++++ Provided data ++++

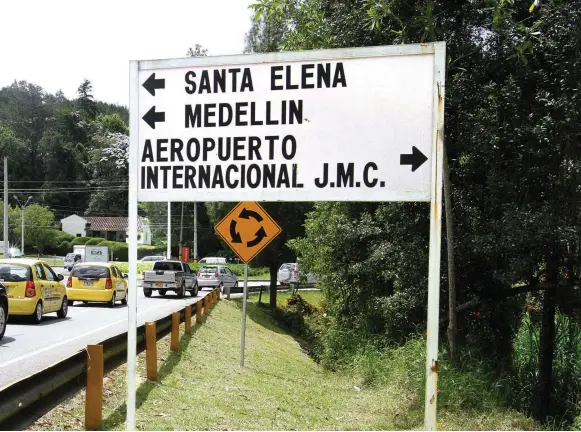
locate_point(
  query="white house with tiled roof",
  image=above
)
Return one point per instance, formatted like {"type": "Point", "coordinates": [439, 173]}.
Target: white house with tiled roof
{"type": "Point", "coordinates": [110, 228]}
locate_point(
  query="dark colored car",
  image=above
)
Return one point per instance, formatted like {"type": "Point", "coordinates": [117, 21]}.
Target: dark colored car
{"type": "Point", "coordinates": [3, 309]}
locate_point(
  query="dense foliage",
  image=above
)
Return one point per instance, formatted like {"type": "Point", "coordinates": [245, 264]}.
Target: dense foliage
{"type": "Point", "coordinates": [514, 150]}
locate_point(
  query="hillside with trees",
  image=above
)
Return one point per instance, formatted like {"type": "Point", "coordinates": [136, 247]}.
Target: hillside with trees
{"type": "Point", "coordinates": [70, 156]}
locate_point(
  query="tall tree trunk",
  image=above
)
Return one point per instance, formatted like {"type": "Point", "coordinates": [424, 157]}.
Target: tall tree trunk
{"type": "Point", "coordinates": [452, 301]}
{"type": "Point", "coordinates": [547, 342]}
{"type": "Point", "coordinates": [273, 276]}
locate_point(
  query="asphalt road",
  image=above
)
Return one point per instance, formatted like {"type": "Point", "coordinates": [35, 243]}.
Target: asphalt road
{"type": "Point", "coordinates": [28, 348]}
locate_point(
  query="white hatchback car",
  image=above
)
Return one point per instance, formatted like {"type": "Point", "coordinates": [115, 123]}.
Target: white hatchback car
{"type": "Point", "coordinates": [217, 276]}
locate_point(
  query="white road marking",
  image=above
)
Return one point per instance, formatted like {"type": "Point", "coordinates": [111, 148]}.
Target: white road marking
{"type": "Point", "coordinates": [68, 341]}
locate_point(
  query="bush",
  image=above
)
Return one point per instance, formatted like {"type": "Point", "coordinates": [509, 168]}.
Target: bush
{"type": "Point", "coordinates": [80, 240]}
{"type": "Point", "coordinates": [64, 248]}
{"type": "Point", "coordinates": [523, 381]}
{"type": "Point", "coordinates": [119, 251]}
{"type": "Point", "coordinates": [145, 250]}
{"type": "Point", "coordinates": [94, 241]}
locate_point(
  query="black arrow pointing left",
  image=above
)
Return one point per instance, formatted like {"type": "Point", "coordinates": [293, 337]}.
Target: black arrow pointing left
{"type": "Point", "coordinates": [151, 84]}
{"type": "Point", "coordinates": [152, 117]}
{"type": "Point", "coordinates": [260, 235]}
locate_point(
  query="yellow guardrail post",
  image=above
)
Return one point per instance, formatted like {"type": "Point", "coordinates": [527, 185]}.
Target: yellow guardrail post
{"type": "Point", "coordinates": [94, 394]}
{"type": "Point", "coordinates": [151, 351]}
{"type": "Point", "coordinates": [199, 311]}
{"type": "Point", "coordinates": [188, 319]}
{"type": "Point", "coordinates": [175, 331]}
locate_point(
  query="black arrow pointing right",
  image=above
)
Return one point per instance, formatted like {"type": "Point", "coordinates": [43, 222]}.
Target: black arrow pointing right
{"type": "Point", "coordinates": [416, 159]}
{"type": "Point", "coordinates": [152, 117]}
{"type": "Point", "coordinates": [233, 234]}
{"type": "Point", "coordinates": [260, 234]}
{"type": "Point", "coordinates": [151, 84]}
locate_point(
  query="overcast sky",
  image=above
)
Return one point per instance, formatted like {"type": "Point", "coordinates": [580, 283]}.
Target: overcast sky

++++

### Task directions
The answer consists of the lines above that include the word "overcast", each copied exactly.

### Solution for this task
  query="overcast sky",
Target: overcast sky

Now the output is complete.